> _DOCUMENT SEGMENT_

- - -

This document describes guidelines for your:

  • Final Project Plan and Data Source Proposal (5% of Your Final Grade, due in Moodle by Friday, 6 April at 6:30 pm Eastern).
  • Final Project Report and Presentation (20% of Your Final Grade) Presentations are Wed May 10 from 6:30 pm to 9:30 pm; report is due at by 11:59 pm Eastern of the on Friday, May 12 at 6:30 pm via Moodle.

The final project for this class will consist of an analysis on a data set of your interest. The goal of this project is for you to demonstrate proficiency in the techniques we have covered in this class (and beyond, if you like!) and apply them to a data set in a meaningful way.

Note: You can work individually or in groups of up to 3 students for this final project.


It is important that you choose a manageable data set. This means that the data should be readily accessible and large enough that multiple relationships can be explored. As such, your datavset must have at least 50 observations and more than 5 variables/attributes. (Exceptions can be made but you must notify me before.) Ideally, the data set’s variables should include categorical variables and numerical variables.

- - -

> _BRIEF A_
In the final project guidelines, rewrite the part that opens with the words "This document describes" and closes with "pm via Moodle.", changing "Moodle" to "Canvas".
> _BRIEF B_
Translate this sentence from the final project guidelines into Spanish: "It is important that you choose a manageable data set."

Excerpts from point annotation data
- - -

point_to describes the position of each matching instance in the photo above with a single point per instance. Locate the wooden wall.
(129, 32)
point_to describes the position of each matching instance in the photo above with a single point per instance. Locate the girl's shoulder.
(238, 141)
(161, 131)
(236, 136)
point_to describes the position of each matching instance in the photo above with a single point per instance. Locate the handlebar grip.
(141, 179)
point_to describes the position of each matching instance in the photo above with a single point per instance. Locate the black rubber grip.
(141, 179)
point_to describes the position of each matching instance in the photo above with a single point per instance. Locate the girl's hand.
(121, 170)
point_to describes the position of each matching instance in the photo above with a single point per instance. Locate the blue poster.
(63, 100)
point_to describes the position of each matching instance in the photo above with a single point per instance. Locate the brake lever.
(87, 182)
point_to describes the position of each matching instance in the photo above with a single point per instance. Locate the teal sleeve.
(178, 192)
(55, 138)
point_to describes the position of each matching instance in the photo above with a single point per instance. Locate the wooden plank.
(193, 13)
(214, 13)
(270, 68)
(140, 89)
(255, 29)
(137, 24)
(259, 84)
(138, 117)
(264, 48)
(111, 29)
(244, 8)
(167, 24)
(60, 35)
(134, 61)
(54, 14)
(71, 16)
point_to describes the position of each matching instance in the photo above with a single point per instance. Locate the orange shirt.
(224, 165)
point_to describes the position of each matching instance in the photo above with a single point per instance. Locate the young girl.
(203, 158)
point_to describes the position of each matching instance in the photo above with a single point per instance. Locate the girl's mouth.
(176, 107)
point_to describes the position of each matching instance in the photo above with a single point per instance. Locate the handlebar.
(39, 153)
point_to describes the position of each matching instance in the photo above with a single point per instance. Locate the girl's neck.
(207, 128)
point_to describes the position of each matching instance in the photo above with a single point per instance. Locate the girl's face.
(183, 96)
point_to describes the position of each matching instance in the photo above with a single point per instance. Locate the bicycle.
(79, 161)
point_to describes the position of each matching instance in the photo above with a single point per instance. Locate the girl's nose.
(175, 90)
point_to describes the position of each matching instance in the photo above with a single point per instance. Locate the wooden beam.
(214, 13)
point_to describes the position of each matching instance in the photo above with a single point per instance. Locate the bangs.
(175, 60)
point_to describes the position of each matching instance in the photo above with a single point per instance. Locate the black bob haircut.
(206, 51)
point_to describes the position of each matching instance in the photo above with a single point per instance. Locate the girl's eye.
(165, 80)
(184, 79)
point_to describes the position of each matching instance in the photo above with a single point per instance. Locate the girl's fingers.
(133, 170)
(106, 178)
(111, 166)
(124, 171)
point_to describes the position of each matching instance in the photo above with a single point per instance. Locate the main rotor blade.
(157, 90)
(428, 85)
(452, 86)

- - -

> _COMPLETE OUTPUT A_
This document describes guidelines for your:

  • Final Project Plan and Data Source Proposal (5% of Your Final Grade, due in Canvas by Friday, 6 April at 6:30 pm Eastern).
  • Final Project Report and Presentation (20% of Your Final Grade) Presentations are Wed May 10 from 6:30 pm to 9:30 pm; report is due at by 11:59 pm Eastern of the on Friday, May 12 at 6:30 pm via Canvas.

> _COMPLETE OUTPUT B_
Es importante que elijas un conjunto de datos manejable.